AVAILABLE DATA:
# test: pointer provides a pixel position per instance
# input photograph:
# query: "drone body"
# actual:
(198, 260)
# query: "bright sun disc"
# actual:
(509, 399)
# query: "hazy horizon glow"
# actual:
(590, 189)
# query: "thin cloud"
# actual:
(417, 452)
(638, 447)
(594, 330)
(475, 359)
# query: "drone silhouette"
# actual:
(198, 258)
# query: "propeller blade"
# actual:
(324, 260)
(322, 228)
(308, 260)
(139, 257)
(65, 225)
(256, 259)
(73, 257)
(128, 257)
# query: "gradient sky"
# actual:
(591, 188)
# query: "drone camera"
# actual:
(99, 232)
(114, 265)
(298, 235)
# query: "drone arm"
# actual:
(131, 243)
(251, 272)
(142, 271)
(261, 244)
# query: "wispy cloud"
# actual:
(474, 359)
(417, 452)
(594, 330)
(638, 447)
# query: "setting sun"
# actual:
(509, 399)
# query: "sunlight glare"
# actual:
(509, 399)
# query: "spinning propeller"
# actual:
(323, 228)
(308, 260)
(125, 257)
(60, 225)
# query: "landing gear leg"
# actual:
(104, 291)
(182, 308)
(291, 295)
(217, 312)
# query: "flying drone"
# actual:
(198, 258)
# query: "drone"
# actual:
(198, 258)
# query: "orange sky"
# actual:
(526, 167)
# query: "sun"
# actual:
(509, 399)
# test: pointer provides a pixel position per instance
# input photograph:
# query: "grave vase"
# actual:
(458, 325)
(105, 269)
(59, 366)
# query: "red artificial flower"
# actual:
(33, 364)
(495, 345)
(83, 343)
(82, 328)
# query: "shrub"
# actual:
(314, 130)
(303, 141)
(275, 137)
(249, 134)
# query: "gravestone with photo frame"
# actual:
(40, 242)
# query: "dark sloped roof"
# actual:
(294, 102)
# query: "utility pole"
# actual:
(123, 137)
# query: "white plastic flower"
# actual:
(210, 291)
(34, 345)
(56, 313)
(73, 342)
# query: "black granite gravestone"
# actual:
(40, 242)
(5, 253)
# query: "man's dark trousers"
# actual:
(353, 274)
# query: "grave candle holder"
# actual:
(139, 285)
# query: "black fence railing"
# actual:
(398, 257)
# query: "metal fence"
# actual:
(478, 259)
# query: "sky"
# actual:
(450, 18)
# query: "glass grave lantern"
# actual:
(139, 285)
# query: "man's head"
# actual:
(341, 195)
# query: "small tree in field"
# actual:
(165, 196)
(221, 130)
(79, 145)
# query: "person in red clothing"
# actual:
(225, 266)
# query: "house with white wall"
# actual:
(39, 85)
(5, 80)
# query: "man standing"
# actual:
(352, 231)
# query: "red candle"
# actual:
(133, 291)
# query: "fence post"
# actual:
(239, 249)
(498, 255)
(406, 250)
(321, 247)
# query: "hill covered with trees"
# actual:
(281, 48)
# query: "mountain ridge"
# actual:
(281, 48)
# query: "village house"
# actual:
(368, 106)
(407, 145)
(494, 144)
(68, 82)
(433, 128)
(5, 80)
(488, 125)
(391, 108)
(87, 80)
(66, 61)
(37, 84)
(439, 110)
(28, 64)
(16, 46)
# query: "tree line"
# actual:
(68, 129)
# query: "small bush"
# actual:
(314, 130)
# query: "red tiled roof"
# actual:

WORK TO BE COMPLETED: Return, from the material above, every line with the word "roof".

TASK ANSWER:
# query: "dark sloped roof"
# query: "red tiled roof"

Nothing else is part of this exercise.